Output the lines from the top of the entries below to the line with "29L34 19L20 16L1", both included, exactly and without pictures.

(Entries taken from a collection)
--- START ---

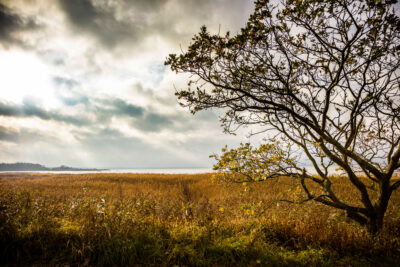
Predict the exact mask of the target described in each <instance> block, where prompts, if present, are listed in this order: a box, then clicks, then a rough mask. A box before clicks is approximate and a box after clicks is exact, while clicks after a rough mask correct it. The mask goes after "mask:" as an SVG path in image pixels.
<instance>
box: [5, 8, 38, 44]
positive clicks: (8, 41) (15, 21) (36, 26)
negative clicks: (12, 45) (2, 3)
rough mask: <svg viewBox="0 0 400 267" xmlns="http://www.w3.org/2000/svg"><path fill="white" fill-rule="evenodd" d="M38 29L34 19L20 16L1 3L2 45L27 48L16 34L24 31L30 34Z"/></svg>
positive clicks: (22, 16) (37, 24) (13, 11)
mask: <svg viewBox="0 0 400 267" xmlns="http://www.w3.org/2000/svg"><path fill="white" fill-rule="evenodd" d="M38 28H39V26H38V24H37V23H36V22H35V20H34V19H33V18H25V17H23V16H20V15H19V14H17V13H16V12H15V11H14V10H12V9H10V8H8V7H7V6H5V5H4V4H2V3H0V43H2V44H5V45H12V44H18V45H22V46H25V44H24V42H23V41H22V40H21V39H20V38H18V37H17V36H16V34H17V33H21V32H23V31H25V32H29V31H32V30H36V29H38Z"/></svg>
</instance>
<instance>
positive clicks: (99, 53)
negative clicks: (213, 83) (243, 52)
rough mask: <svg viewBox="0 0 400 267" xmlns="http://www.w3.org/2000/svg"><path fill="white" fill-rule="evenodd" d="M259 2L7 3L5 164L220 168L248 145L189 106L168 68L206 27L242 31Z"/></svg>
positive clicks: (179, 80)
mask: <svg viewBox="0 0 400 267" xmlns="http://www.w3.org/2000/svg"><path fill="white" fill-rule="evenodd" d="M252 2H253V1H251V0H0V88H1V89H0V162H10V163H11V162H17V161H18V162H34V163H41V164H45V165H47V166H59V165H61V164H66V165H70V166H76V167H98V168H176V167H186V168H190V167H211V165H212V162H211V161H210V159H209V158H208V155H210V154H212V153H214V152H219V151H220V148H221V147H222V146H223V145H225V144H228V145H234V144H237V143H238V142H240V141H245V140H243V139H244V138H245V137H244V134H241V135H239V136H237V137H234V136H229V135H225V134H223V133H222V129H221V128H220V123H219V121H218V113H217V112H218V111H216V110H210V111H203V112H200V113H198V114H196V115H195V116H193V115H191V114H190V112H188V111H187V110H185V109H183V108H180V107H179V105H178V103H177V100H176V97H175V96H174V92H175V88H181V87H183V86H185V84H186V83H187V77H185V76H184V75H176V74H175V73H172V72H171V71H170V70H169V69H168V68H167V67H165V66H164V65H163V62H164V60H165V59H166V57H167V55H168V54H170V53H179V51H181V49H183V50H185V48H186V47H187V46H188V44H189V43H190V40H191V38H192V37H193V35H194V34H196V33H197V32H198V31H199V28H200V26H201V25H206V26H207V27H208V28H209V29H210V31H212V32H217V31H218V30H219V29H220V31H221V32H225V31H227V30H229V31H231V32H232V33H235V32H237V31H239V30H240V28H241V27H243V26H244V24H245V22H246V21H247V18H248V16H249V14H250V13H251V11H252V7H253V4H252Z"/></svg>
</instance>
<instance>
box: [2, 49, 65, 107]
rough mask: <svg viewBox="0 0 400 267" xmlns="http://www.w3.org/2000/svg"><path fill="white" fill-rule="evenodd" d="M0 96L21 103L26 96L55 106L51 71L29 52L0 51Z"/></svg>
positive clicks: (55, 105) (48, 67) (55, 100)
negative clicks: (0, 78)
mask: <svg viewBox="0 0 400 267" xmlns="http://www.w3.org/2000/svg"><path fill="white" fill-rule="evenodd" d="M0 73H2V76H1V87H2V90H0V98H1V99H4V100H6V101H12V102H15V103H22V101H23V99H24V98H26V97H32V98H35V99H38V100H40V101H42V104H43V105H44V106H45V107H53V108H54V107H57V106H58V100H57V98H56V97H55V96H54V93H53V84H52V81H51V77H52V71H51V69H50V68H49V67H48V66H46V65H45V64H44V63H43V62H41V60H39V59H38V58H37V57H36V56H35V55H32V54H31V53H26V52H23V51H18V50H15V51H1V52H0Z"/></svg>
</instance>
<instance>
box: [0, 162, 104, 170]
mask: <svg viewBox="0 0 400 267" xmlns="http://www.w3.org/2000/svg"><path fill="white" fill-rule="evenodd" d="M0 171H100V170H99V169H80V168H72V167H68V166H64V165H61V166H60V167H55V168H48V167H46V166H43V165H40V164H34V163H25V162H17V163H0Z"/></svg>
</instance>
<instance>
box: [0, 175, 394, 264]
mask: <svg viewBox="0 0 400 267" xmlns="http://www.w3.org/2000/svg"><path fill="white" fill-rule="evenodd" d="M334 180H335V182H336V186H335V190H336V192H338V195H339V196H341V197H342V198H343V199H345V200H346V201H348V202H350V203H358V201H359V195H358V193H357V192H356V191H355V190H354V189H353V187H352V186H351V184H350V183H349V182H347V180H346V179H345V178H341V177H336V178H334ZM303 198H304V195H303V194H302V192H301V190H299V188H298V187H297V184H296V183H295V182H294V181H293V180H291V179H288V178H280V179H279V180H270V181H265V182H259V183H253V184H227V183H219V182H217V181H213V180H212V179H211V174H197V175H178V174H173V175H172V174H171V175H167V174H76V175H72V174H33V173H22V174H21V173H14V174H13V173H9V174H1V175H0V236H1V237H0V246H1V247H2V249H0V253H1V254H0V257H1V258H0V264H3V265H8V264H10V265H77V266H84V265H97V266H98V265H100V266H112V265H117V266H126V265H131V266H135V265H147V266H148V265H152V266H159V265H163V266H170V265H180V266H210V265H212V266H239V265H240V266H249V265H250V266H286V265H289V266H298V265H303V266H321V265H325V266H348V265H353V266H377V265H380V266H395V265H400V214H399V211H400V193H399V192H395V193H394V195H393V196H392V198H391V203H390V206H389V208H388V211H387V213H386V217H385V226H384V229H383V230H382V231H381V232H380V233H379V234H378V235H377V236H376V237H371V236H369V234H368V233H367V232H366V229H365V228H363V227H361V226H359V225H357V224H356V223H354V222H351V221H349V220H348V219H347V218H346V217H345V214H344V213H343V212H341V211H339V210H335V209H332V208H328V207H326V206H323V205H321V204H317V203H314V202H307V203H305V204H301V205H299V204H290V203H287V202H282V201H279V200H281V199H289V200H292V201H299V200H301V199H303Z"/></svg>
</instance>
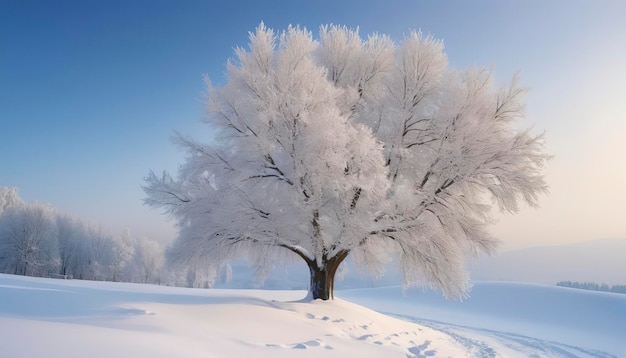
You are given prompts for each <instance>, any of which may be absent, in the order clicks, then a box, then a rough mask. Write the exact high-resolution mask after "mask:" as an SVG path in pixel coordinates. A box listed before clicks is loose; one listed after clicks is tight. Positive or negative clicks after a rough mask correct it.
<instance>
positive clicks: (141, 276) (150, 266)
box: [128, 237, 164, 283]
mask: <svg viewBox="0 0 626 358" xmlns="http://www.w3.org/2000/svg"><path fill="white" fill-rule="evenodd" d="M133 253H134V255H133V258H132V260H131V261H130V262H129V263H128V265H129V266H130V268H129V271H130V280H131V281H133V282H141V283H158V282H159V281H160V277H161V269H162V268H163V261H164V260H163V259H164V255H163V250H162V249H161V245H159V243H158V242H156V241H151V240H148V239H146V238H144V237H140V238H138V239H135V240H134V249H133Z"/></svg>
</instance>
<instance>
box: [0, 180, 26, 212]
mask: <svg viewBox="0 0 626 358" xmlns="http://www.w3.org/2000/svg"><path fill="white" fill-rule="evenodd" d="M24 205H25V203H24V201H23V200H22V198H20V196H19V194H18V192H17V188H9V187H6V186H0V215H2V212H3V211H4V210H6V209H7V208H10V207H16V206H24Z"/></svg>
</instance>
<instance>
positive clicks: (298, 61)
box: [144, 24, 547, 299]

--- END ---

FINISHED EXERCISE:
Predict the exact mask of the target described in each <instance> block, where prompts, if present, are listed in this order: a box, then clicks, then a rough mask. A box before clicks is approximate and a box after clicks is exact, while clicks after a rough mask correct it. The mask goes after "mask:" as an SVG path in image pixels.
<instance>
box: [5, 8, 38, 44]
positive clicks: (8, 41) (15, 21) (36, 26)
negative clicks: (12, 45) (2, 3)
rough mask: <svg viewBox="0 0 400 267" xmlns="http://www.w3.org/2000/svg"><path fill="white" fill-rule="evenodd" d="M38 29L34 19L20 16L1 3L2 45L27 48L16 34L24 31L30 34Z"/></svg>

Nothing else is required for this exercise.